[[ Input for this task, beginning ]]

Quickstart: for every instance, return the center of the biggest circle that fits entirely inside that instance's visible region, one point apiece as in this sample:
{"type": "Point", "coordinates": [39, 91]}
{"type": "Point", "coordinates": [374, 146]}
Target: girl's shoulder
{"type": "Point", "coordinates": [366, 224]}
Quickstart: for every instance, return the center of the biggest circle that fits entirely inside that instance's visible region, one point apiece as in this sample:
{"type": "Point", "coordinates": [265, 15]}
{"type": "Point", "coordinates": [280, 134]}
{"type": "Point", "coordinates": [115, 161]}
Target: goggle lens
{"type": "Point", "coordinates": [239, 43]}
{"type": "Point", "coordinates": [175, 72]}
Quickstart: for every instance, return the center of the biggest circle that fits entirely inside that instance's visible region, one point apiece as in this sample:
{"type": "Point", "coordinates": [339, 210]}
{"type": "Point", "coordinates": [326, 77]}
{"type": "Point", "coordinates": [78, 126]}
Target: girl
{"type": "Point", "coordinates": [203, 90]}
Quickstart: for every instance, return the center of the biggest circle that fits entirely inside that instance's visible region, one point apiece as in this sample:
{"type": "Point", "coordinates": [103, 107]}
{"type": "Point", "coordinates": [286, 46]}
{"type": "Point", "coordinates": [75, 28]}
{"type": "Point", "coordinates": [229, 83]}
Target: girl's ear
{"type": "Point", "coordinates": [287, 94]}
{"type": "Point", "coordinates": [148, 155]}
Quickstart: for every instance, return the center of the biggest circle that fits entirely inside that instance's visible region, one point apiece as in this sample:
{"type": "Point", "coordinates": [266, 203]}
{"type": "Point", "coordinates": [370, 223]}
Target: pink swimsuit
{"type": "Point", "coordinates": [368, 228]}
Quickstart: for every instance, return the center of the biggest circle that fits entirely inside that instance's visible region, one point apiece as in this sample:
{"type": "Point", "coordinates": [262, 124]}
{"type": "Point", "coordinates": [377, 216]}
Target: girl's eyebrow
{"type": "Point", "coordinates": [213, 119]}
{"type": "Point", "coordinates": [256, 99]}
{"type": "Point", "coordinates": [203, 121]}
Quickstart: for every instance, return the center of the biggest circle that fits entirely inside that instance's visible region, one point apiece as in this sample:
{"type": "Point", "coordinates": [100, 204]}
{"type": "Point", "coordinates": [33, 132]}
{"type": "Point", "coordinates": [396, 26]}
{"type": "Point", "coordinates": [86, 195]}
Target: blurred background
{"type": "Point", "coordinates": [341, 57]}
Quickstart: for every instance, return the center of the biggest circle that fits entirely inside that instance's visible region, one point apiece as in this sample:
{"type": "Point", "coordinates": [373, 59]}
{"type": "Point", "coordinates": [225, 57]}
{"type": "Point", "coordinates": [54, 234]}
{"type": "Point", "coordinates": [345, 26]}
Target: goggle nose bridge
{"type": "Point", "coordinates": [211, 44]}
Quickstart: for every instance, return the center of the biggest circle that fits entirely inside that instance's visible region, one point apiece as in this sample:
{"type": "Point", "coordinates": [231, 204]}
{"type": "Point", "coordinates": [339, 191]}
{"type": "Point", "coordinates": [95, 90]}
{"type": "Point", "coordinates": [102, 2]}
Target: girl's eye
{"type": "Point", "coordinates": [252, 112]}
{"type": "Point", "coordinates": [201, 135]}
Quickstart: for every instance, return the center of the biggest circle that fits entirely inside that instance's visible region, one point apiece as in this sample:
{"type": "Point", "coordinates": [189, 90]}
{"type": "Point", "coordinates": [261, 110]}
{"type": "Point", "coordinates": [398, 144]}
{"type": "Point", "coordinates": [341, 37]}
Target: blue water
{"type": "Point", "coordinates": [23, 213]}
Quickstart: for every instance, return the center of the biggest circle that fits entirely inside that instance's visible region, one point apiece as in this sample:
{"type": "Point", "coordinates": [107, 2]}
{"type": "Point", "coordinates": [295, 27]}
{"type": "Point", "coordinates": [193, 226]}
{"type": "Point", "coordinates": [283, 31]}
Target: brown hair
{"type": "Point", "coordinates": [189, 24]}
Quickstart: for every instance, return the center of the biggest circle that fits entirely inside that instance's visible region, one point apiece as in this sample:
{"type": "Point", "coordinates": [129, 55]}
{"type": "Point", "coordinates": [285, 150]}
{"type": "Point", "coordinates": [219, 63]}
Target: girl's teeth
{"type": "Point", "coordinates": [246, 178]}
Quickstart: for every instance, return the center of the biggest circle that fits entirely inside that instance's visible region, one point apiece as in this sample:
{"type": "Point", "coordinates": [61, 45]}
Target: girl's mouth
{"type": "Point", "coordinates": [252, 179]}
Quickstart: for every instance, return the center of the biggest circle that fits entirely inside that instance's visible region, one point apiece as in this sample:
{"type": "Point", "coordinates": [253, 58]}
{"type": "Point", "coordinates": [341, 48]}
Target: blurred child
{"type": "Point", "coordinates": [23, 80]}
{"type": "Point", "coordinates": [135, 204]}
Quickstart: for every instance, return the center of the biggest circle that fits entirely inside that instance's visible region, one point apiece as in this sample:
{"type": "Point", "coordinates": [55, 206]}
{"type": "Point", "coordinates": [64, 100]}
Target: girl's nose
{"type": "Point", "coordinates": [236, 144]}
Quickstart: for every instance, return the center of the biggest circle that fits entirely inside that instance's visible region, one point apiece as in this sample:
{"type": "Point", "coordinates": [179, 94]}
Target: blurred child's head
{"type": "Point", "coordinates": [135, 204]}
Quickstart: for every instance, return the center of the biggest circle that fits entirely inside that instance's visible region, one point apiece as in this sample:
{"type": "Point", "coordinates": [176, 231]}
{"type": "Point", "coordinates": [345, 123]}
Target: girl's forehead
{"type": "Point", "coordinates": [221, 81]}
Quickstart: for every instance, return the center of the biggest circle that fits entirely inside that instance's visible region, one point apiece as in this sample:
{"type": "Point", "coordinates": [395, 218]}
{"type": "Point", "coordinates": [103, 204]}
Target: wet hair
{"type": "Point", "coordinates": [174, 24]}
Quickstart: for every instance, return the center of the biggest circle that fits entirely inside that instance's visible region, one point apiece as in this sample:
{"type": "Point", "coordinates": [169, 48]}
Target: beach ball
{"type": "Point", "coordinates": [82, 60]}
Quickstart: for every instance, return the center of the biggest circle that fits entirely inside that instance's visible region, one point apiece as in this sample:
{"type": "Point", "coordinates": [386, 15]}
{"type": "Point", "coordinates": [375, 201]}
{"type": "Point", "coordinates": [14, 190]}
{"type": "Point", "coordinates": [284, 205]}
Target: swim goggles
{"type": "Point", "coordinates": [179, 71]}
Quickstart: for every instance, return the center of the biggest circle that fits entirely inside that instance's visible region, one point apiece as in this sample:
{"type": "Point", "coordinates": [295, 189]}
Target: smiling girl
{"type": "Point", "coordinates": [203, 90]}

[[ Input for this task, end ]]

→ Exercise objective
Repeat the data exactly as it was given above.

→ Your solution
Quickstart: for every instance, return the center of the biggest circle that fits entirely inside that instance's visible region, one point apiece as in this sample:
{"type": "Point", "coordinates": [39, 91]}
{"type": "Point", "coordinates": [374, 146]}
Target: girl's shoulder
{"type": "Point", "coordinates": [366, 224]}
Quickstart: for every instance, return the center of the biggest circle that fits entirely inside that instance's visible region, one point apiece as in this sample:
{"type": "Point", "coordinates": [265, 15]}
{"type": "Point", "coordinates": [280, 134]}
{"type": "Point", "coordinates": [115, 161]}
Target: goggle lens
{"type": "Point", "coordinates": [239, 43]}
{"type": "Point", "coordinates": [175, 72]}
Quickstart: for every instance, return the center of the biggest circle that fits entirely inside that instance's visible region, one point apiece as in this sample:
{"type": "Point", "coordinates": [339, 210]}
{"type": "Point", "coordinates": [326, 77]}
{"type": "Point", "coordinates": [78, 126]}
Target: girl
{"type": "Point", "coordinates": [203, 90]}
Quickstart: for every instance, return the center of the biggest circle that fits entirely inside that instance's visible region, one point apiece as in this sample:
{"type": "Point", "coordinates": [103, 107]}
{"type": "Point", "coordinates": [286, 46]}
{"type": "Point", "coordinates": [75, 28]}
{"type": "Point", "coordinates": [229, 83]}
Target: girl's ear
{"type": "Point", "coordinates": [287, 94]}
{"type": "Point", "coordinates": [148, 155]}
Quickstart: for every instance, return the center of the biggest circle that fits entirely inside that instance's visible region, one point apiece as in this sample:
{"type": "Point", "coordinates": [266, 203]}
{"type": "Point", "coordinates": [370, 223]}
Target: pink swimsuit
{"type": "Point", "coordinates": [368, 228]}
Quickstart: for every instance, return the center of the biggest circle that fits entirely inside that instance's visible region, one point apiece as in this sample:
{"type": "Point", "coordinates": [262, 124]}
{"type": "Point", "coordinates": [377, 216]}
Target: girl's eyebrow
{"type": "Point", "coordinates": [213, 119]}
{"type": "Point", "coordinates": [256, 99]}
{"type": "Point", "coordinates": [203, 121]}
Quickstart: for every instance, return the center of the biggest circle that fits entirely inside that instance's visible region, one point apiece as in this sample:
{"type": "Point", "coordinates": [100, 204]}
{"type": "Point", "coordinates": [33, 132]}
{"type": "Point", "coordinates": [396, 26]}
{"type": "Point", "coordinates": [86, 195]}
Target: blurred background
{"type": "Point", "coordinates": [341, 57]}
Quickstart: for every instance, return the center of the biggest circle that fits entirely inside that instance's visible region, one point apiece as in this sample:
{"type": "Point", "coordinates": [373, 59]}
{"type": "Point", "coordinates": [225, 57]}
{"type": "Point", "coordinates": [54, 234]}
{"type": "Point", "coordinates": [345, 26]}
Target: goggle nose bridge
{"type": "Point", "coordinates": [211, 44]}
Quickstart: for every instance, return the center of the biggest circle that fits entirely inside that instance's visible region, one point apiece as in this sample:
{"type": "Point", "coordinates": [231, 204]}
{"type": "Point", "coordinates": [339, 191]}
{"type": "Point", "coordinates": [95, 90]}
{"type": "Point", "coordinates": [102, 2]}
Target: girl's eye
{"type": "Point", "coordinates": [252, 112]}
{"type": "Point", "coordinates": [201, 135]}
Quickstart: for every instance, return the center of the biggest circle that fits entirely inside that instance's visible region, one point apiece as in this sample:
{"type": "Point", "coordinates": [189, 90]}
{"type": "Point", "coordinates": [261, 110]}
{"type": "Point", "coordinates": [398, 144]}
{"type": "Point", "coordinates": [341, 37]}
Target: blue water
{"type": "Point", "coordinates": [23, 213]}
Quickstart: for every instance, return the center of the biggest circle that fits entirely inside that instance's visible region, one point apiece as in this sample:
{"type": "Point", "coordinates": [107, 2]}
{"type": "Point", "coordinates": [295, 27]}
{"type": "Point", "coordinates": [193, 226]}
{"type": "Point", "coordinates": [283, 31]}
Target: brown hair
{"type": "Point", "coordinates": [189, 24]}
Quickstart: for every instance, return the center of the biggest circle that fits entirely inside that instance's visible region, one point apiece as in this sample:
{"type": "Point", "coordinates": [129, 55]}
{"type": "Point", "coordinates": [285, 150]}
{"type": "Point", "coordinates": [219, 63]}
Target: girl's teeth
{"type": "Point", "coordinates": [246, 178]}
Quickstart: for every instance, return the center of the biggest circle that fits entirely inside that instance's visible region, one point apiece as in this sample:
{"type": "Point", "coordinates": [61, 45]}
Target: girl's mouth
{"type": "Point", "coordinates": [252, 179]}
Quickstart: for every instance, return the center of the biggest circle that fits entirely inside that instance's visible region, one point apiece as in this sample:
{"type": "Point", "coordinates": [253, 58]}
{"type": "Point", "coordinates": [341, 48]}
Target: blurred child
{"type": "Point", "coordinates": [23, 80]}
{"type": "Point", "coordinates": [135, 204]}
Quickstart: for every instance, return the center of the biggest circle that fits entirely inside that instance's visible region, one point apiece as in this sample:
{"type": "Point", "coordinates": [55, 206]}
{"type": "Point", "coordinates": [64, 100]}
Target: girl's nose
{"type": "Point", "coordinates": [236, 144]}
Quickstart: for every instance, return the center of the biggest circle that fits entirely inside that instance's visible region, one point apiece as in this sample:
{"type": "Point", "coordinates": [179, 94]}
Target: blurred child's head
{"type": "Point", "coordinates": [135, 204]}
Quickstart: for every instance, return the center of the biggest circle that fits entirely inside that instance's visible region, one point apiece as in this sample:
{"type": "Point", "coordinates": [176, 231]}
{"type": "Point", "coordinates": [345, 123]}
Target: girl's forehead
{"type": "Point", "coordinates": [221, 81]}
Quickstart: for every instance, return the center of the biggest circle that fits entirely inside that instance's visible region, one point apiece as in this sample:
{"type": "Point", "coordinates": [395, 218]}
{"type": "Point", "coordinates": [103, 204]}
Target: wet hair
{"type": "Point", "coordinates": [174, 24]}
Quickstart: for every instance, return the center of the biggest circle that fits entirely inside that instance's visible region, one point apiece as in this sample:
{"type": "Point", "coordinates": [169, 48]}
Target: beach ball
{"type": "Point", "coordinates": [82, 60]}
Quickstart: for every instance, return the center of the biggest circle that fits entirely inside that instance's visible region, one point apiece as in this sample:
{"type": "Point", "coordinates": [386, 15]}
{"type": "Point", "coordinates": [375, 201]}
{"type": "Point", "coordinates": [14, 190]}
{"type": "Point", "coordinates": [284, 205]}
Target: swim goggles
{"type": "Point", "coordinates": [179, 71]}
Quickstart: for every instance, return the center of the biggest circle that fits entirely inside that instance's visible region, one point apiece as in this sample:
{"type": "Point", "coordinates": [295, 189]}
Target: smiling girl
{"type": "Point", "coordinates": [203, 90]}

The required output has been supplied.